WHAT THE TASK ASKS: Each line from the one with "Query: grey long-sleeve shirt" to the final line of the data must be reproduced exactly, and no other line may appear.
╭─ RECORD SET
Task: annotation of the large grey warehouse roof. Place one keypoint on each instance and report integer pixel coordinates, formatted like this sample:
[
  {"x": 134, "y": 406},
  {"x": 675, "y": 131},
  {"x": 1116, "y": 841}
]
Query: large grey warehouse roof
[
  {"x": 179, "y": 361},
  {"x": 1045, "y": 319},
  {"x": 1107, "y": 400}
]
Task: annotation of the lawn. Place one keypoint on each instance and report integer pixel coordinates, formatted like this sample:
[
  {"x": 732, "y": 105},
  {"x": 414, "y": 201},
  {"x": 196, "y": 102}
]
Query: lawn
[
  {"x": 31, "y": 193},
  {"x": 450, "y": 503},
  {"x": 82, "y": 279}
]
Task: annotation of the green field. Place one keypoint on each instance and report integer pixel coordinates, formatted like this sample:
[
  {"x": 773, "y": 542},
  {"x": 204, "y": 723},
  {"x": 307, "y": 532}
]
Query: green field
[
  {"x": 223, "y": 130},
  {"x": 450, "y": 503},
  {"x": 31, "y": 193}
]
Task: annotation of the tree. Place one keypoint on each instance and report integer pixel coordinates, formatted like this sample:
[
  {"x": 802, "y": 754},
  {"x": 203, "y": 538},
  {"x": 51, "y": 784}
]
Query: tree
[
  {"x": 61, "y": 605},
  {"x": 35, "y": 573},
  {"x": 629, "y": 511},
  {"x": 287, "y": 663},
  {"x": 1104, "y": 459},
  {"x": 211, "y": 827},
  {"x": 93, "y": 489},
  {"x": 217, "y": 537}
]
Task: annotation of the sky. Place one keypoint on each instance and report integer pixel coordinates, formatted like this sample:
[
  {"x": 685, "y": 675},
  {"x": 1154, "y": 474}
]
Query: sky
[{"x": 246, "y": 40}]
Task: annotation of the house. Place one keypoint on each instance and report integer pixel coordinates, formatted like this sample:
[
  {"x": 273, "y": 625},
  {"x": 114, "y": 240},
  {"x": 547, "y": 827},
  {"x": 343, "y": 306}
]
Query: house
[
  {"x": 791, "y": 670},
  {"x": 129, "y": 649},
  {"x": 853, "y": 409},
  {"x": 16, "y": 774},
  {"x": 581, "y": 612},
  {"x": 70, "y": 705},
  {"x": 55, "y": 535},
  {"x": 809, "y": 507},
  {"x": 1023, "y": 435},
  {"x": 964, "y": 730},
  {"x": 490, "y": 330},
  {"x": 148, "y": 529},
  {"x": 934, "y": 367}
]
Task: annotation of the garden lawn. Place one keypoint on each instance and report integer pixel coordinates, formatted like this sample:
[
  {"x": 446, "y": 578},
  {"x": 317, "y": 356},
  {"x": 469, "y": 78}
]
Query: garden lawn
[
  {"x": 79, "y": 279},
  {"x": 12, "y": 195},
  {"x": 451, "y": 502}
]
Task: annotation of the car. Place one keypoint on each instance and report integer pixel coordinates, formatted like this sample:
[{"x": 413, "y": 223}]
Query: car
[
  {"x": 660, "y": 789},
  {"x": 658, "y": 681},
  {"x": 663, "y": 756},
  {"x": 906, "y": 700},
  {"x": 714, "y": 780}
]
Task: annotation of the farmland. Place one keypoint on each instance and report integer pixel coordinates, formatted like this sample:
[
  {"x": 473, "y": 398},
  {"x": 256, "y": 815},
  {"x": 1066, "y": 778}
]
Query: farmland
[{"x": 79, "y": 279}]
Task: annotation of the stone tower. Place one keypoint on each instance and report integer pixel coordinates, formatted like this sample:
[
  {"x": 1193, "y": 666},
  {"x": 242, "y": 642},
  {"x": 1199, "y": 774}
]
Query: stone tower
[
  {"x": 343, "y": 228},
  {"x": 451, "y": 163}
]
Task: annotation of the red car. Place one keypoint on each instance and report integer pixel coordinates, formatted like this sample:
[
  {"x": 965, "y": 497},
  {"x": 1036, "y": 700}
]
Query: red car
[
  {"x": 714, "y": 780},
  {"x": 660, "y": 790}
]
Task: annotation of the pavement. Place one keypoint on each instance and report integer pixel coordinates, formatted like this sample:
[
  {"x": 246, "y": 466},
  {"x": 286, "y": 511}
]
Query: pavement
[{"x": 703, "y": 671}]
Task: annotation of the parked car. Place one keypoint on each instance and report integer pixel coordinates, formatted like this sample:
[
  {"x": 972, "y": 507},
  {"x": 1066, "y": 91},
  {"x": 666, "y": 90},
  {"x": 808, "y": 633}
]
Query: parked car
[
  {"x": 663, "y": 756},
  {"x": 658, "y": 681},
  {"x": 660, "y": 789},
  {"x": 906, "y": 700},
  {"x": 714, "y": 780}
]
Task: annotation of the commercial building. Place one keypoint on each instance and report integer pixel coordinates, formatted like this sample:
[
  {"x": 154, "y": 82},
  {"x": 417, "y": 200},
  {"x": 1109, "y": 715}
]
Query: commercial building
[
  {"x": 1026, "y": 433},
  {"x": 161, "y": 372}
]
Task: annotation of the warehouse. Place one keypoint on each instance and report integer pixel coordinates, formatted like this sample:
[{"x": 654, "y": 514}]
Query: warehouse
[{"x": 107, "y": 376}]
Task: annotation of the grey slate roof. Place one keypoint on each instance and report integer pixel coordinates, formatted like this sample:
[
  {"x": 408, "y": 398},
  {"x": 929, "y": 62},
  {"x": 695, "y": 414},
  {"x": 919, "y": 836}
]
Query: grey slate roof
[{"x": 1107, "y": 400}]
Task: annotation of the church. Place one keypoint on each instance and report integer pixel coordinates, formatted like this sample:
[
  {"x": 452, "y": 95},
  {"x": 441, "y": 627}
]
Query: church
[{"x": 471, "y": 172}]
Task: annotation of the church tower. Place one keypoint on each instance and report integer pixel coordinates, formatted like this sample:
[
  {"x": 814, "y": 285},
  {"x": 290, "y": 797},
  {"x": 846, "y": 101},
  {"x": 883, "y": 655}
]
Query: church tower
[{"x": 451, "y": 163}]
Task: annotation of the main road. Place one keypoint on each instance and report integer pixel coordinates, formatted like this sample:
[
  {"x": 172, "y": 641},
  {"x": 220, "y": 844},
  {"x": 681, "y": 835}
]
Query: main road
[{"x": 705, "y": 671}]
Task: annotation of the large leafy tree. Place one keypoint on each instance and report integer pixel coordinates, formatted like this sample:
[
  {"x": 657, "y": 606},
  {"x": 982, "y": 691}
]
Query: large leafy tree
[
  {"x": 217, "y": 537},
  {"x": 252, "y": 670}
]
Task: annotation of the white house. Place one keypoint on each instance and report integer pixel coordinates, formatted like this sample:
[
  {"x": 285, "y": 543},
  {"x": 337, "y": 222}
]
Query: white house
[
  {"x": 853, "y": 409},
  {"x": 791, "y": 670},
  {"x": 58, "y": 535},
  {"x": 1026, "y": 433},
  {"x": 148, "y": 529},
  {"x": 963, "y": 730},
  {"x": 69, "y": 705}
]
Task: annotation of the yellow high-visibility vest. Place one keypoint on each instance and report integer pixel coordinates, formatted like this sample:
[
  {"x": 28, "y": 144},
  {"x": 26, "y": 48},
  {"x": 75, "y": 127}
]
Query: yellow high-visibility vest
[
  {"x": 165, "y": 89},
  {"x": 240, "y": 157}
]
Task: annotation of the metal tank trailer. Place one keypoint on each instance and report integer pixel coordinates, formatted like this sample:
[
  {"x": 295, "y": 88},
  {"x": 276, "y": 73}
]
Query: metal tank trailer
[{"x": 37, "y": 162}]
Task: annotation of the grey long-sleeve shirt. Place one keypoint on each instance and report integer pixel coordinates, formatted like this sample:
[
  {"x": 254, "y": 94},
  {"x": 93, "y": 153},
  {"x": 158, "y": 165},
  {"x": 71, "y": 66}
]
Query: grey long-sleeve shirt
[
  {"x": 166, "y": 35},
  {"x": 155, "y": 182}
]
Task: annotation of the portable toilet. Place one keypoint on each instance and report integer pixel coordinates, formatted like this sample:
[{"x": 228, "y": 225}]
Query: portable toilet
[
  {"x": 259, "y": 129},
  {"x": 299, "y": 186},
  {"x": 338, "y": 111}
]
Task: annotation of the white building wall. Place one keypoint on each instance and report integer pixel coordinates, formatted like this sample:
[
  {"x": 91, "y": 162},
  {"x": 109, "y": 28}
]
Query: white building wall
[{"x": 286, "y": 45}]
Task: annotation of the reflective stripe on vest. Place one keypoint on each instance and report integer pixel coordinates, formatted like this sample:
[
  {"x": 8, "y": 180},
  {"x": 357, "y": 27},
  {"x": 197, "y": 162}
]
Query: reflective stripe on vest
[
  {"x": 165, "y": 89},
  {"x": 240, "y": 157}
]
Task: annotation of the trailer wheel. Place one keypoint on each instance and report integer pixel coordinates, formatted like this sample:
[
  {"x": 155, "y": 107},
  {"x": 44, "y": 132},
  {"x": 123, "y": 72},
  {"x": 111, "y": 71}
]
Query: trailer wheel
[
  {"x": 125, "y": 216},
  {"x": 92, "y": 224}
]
╰─
EXERCISE ANSWER:
Query: grey long-sleeve shirt
[
  {"x": 166, "y": 35},
  {"x": 155, "y": 182}
]
Task: annotation of the portable toilet. Place one keypoint on each instance and report integer pixel coordinates, formatted like this sample:
[{"x": 228, "y": 225}]
Query: portable toilet
[
  {"x": 259, "y": 129},
  {"x": 299, "y": 186},
  {"x": 338, "y": 111}
]
Task: annotation of the white building wall. Place one keypoint on each instance and report integer pixel coordinates, formatted like this sample:
[
  {"x": 91, "y": 162},
  {"x": 109, "y": 28}
]
Query: white building wall
[{"x": 286, "y": 45}]
Task: annotation of the reflective stripe on vest. Place one keypoint on each instance and report integer pixel coordinates, formatted like this sample:
[
  {"x": 8, "y": 180},
  {"x": 357, "y": 27},
  {"x": 197, "y": 162}
]
Query: reflective stripe on vest
[
  {"x": 165, "y": 89},
  {"x": 240, "y": 157}
]
Task: annotation of the trailer wheel. Place one keypoint on each instance and report integer pixel coordinates, formatted like this sample:
[
  {"x": 155, "y": 107},
  {"x": 44, "y": 132},
  {"x": 123, "y": 72},
  {"x": 111, "y": 71}
]
Query: trailer wheel
[
  {"x": 125, "y": 216},
  {"x": 92, "y": 224}
]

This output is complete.